• ASSIGNMENT
The answer is every line of the records that holds the word "noun", copied in full.
Start of Block
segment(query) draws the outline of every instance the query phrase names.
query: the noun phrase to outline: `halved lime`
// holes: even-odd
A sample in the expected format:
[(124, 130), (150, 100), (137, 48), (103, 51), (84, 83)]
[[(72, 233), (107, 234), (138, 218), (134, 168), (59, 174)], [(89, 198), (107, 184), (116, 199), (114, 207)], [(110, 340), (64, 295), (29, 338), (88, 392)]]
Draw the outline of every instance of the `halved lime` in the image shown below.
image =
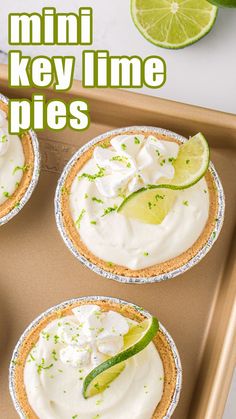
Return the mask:
[(158, 320), (150, 317), (130, 328), (124, 336), (124, 349), (94, 368), (83, 384), (85, 399), (103, 392), (125, 368), (125, 361), (142, 351), (152, 341), (159, 329)]
[(174, 190), (150, 186), (129, 195), (118, 212), (146, 224), (161, 224), (174, 205), (175, 198)]
[(206, 0), (131, 0), (141, 34), (162, 48), (184, 48), (212, 29), (217, 7)]

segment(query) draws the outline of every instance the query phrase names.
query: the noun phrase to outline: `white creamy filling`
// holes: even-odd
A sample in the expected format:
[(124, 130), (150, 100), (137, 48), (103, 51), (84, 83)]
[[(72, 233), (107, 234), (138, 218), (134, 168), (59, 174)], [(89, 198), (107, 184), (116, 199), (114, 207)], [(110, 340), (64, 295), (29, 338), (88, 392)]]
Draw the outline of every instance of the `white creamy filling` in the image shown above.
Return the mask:
[(153, 343), (126, 361), (103, 393), (86, 400), (82, 395), (86, 375), (105, 354), (120, 352), (132, 324), (118, 313), (85, 305), (41, 332), (24, 369), (27, 397), (40, 419), (151, 419), (164, 379)]
[(178, 148), (176, 143), (153, 136), (144, 140), (142, 135), (118, 136), (112, 147), (95, 148), (70, 191), (72, 218), (95, 256), (108, 264), (142, 269), (180, 255), (199, 238), (209, 214), (205, 179), (179, 191), (159, 225), (141, 223), (115, 211), (124, 195), (158, 184), (160, 179), (171, 179)]
[(18, 188), (24, 165), (21, 140), (17, 135), (8, 133), (6, 114), (0, 110), (0, 205)]

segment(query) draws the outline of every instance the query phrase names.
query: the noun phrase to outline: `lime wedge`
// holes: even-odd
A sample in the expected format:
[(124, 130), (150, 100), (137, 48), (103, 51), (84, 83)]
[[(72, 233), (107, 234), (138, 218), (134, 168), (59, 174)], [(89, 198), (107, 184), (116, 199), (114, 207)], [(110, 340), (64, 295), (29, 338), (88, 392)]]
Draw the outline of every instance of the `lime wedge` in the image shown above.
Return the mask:
[(205, 175), (210, 162), (210, 150), (204, 135), (198, 133), (181, 144), (173, 162), (175, 175), (171, 181), (160, 180), (160, 188), (186, 189), (195, 185)]
[(124, 349), (94, 368), (83, 384), (85, 399), (103, 392), (125, 368), (125, 361), (142, 351), (152, 341), (159, 328), (158, 320), (150, 317), (130, 328), (124, 336)]
[(129, 195), (118, 208), (118, 212), (142, 223), (161, 224), (175, 199), (176, 191), (150, 186)]
[(195, 185), (205, 175), (210, 161), (209, 146), (199, 133), (181, 144), (173, 162), (173, 179), (160, 179), (158, 185), (148, 185), (124, 199), (118, 212), (147, 224), (161, 224), (174, 205), (177, 190)]
[(184, 48), (197, 42), (212, 29), (217, 11), (206, 0), (131, 0), (138, 30), (162, 48)]

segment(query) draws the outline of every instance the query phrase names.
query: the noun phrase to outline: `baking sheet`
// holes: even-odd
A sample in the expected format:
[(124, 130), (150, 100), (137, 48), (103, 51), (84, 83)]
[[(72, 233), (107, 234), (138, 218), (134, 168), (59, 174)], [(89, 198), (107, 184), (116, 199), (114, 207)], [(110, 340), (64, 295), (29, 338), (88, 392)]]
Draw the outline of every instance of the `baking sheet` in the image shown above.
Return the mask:
[[(31, 90), (9, 90), (6, 66), (0, 66), (0, 91), (10, 97), (31, 95)], [(51, 90), (44, 93), (54, 96)], [(17, 418), (8, 393), (8, 364), (24, 328), (61, 301), (108, 295), (146, 308), (173, 336), (183, 364), (183, 389), (173, 418), (221, 418), (236, 359), (236, 117), (114, 89), (84, 90), (79, 82), (59, 96), (87, 99), (92, 123), (83, 133), (39, 134), (39, 185), (22, 212), (1, 227), (0, 417)], [(181, 277), (142, 286), (119, 284), (82, 266), (57, 232), (53, 206), (59, 174), (75, 150), (108, 129), (138, 124), (184, 136), (202, 131), (226, 194), (225, 224), (205, 259)]]

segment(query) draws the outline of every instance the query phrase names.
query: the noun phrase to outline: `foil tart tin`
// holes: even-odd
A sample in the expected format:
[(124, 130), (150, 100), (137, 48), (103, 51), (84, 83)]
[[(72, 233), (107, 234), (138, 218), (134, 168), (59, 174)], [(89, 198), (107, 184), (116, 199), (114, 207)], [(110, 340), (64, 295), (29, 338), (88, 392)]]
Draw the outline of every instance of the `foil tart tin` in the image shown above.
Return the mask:
[[(142, 314), (144, 317), (149, 318), (151, 317), (151, 314), (144, 310), (143, 308), (133, 304), (133, 303), (129, 303), (127, 301), (124, 300), (120, 300), (118, 298), (113, 298), (113, 297), (104, 297), (104, 296), (86, 296), (86, 297), (79, 297), (79, 298), (74, 298), (71, 300), (67, 300), (63, 303), (60, 303), (54, 307), (49, 308), (48, 310), (46, 310), (44, 313), (40, 314), (35, 320), (32, 321), (32, 323), (25, 329), (25, 331), (23, 332), (23, 334), (21, 335), (18, 343), (16, 344), (16, 347), (13, 351), (12, 354), (12, 358), (11, 358), (11, 362), (10, 362), (10, 367), (9, 367), (9, 391), (10, 391), (10, 395), (14, 404), (14, 407), (19, 415), (19, 417), (21, 419), (25, 419), (25, 414), (20, 406), (20, 403), (18, 401), (17, 398), (17, 392), (16, 392), (16, 388), (15, 388), (15, 381), (14, 381), (14, 377), (15, 377), (15, 369), (17, 367), (15, 360), (18, 358), (19, 356), (19, 351), (21, 348), (21, 345), (23, 344), (24, 340), (27, 338), (27, 336), (29, 335), (29, 333), (31, 333), (35, 327), (38, 326), (38, 324), (46, 319), (50, 314), (60, 311), (62, 309), (67, 308), (70, 305), (74, 305), (76, 303), (79, 303), (80, 301), (87, 301), (87, 302), (92, 302), (94, 304), (96, 304), (97, 301), (110, 301), (111, 303), (115, 303), (115, 304), (121, 304), (123, 306), (129, 306), (132, 307), (133, 309), (135, 309), (138, 313)], [(180, 361), (180, 356), (177, 350), (177, 347), (175, 345), (174, 340), (172, 339), (172, 337), (170, 336), (170, 334), (168, 333), (168, 331), (165, 329), (165, 327), (159, 322), (159, 330), (164, 334), (169, 347), (171, 349), (172, 355), (173, 355), (173, 359), (174, 359), (174, 363), (175, 363), (175, 368), (176, 368), (176, 386), (175, 386), (175, 390), (174, 390), (174, 394), (172, 396), (172, 400), (171, 403), (168, 407), (168, 410), (166, 412), (166, 415), (162, 418), (162, 419), (169, 419), (177, 404), (179, 401), (179, 397), (180, 397), (180, 392), (181, 392), (181, 388), (182, 388), (182, 365), (181, 365), (181, 361)], [(23, 385), (23, 383), (22, 383)]]
[[(9, 99), (6, 96), (0, 94), (0, 101), (8, 105)], [(34, 170), (32, 173), (32, 178), (31, 178), (31, 181), (27, 190), (25, 191), (25, 194), (22, 196), (21, 200), (19, 201), (19, 205), (17, 205), (17, 207), (13, 208), (10, 212), (4, 215), (4, 217), (0, 218), (0, 226), (3, 224), (6, 224), (8, 221), (10, 221), (13, 217), (15, 217), (15, 215), (17, 215), (22, 210), (24, 205), (30, 199), (38, 183), (39, 174), (40, 174), (40, 163), (41, 163), (38, 138), (37, 138), (36, 133), (33, 130), (30, 129), (27, 132), (30, 135), (32, 146), (33, 146), (33, 151), (34, 151)]]
[(215, 170), (213, 163), (210, 162), (209, 171), (214, 179), (217, 194), (218, 194), (218, 212), (216, 215), (215, 226), (214, 226), (211, 236), (209, 237), (205, 245), (202, 247), (202, 249), (200, 249), (199, 252), (192, 259), (190, 259), (186, 264), (182, 265), (181, 267), (177, 269), (173, 269), (169, 272), (162, 273), (160, 275), (151, 276), (151, 277), (129, 277), (129, 276), (118, 275), (118, 274), (114, 274), (112, 272), (106, 271), (105, 269), (102, 269), (99, 266), (92, 263), (90, 260), (85, 258), (78, 251), (78, 249), (76, 249), (76, 247), (70, 240), (65, 230), (63, 217), (62, 217), (62, 208), (61, 208), (61, 193), (62, 193), (61, 191), (70, 170), (72, 169), (75, 162), (83, 155), (84, 152), (89, 150), (90, 147), (92, 147), (96, 143), (105, 140), (111, 135), (125, 134), (126, 132), (129, 132), (129, 131), (139, 131), (139, 132), (143, 132), (144, 134), (146, 132), (152, 131), (156, 135), (162, 134), (165, 136), (169, 136), (173, 138), (174, 140), (177, 140), (181, 143), (185, 143), (187, 141), (187, 138), (183, 137), (182, 135), (176, 134), (175, 132), (172, 132), (163, 128), (157, 128), (157, 127), (151, 127), (151, 126), (131, 126), (131, 127), (125, 127), (125, 128), (118, 128), (112, 131), (108, 131), (105, 134), (99, 135), (98, 137), (95, 137), (94, 139), (86, 143), (84, 146), (82, 146), (72, 156), (72, 158), (69, 160), (69, 162), (65, 166), (61, 174), (61, 177), (58, 181), (57, 188), (56, 188), (56, 194), (55, 194), (55, 200), (54, 200), (55, 217), (56, 217), (57, 228), (66, 246), (83, 265), (87, 266), (87, 268), (91, 269), (93, 272), (95, 272), (98, 275), (101, 275), (107, 279), (112, 279), (118, 282), (127, 283), (127, 284), (150, 284), (154, 282), (165, 281), (167, 279), (172, 279), (178, 275), (181, 275), (184, 272), (188, 271), (190, 268), (192, 268), (194, 265), (199, 263), (203, 259), (203, 257), (206, 256), (206, 254), (209, 252), (209, 250), (212, 248), (213, 244), (217, 240), (220, 234), (223, 222), (224, 222), (225, 196), (224, 196), (224, 190), (223, 190), (223, 186), (221, 184), (220, 178)]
End of Block
• EXERCISE RESPONSE
query: the noun phrase to outline: `halved lime`
query: the noun phrase to outline: `white creamy filling`
query: the noun phrase to outline: `lime wedge`
query: the noun phrase to outline: `baking sheet`
query: the noun phrase to outline: `foil tart tin`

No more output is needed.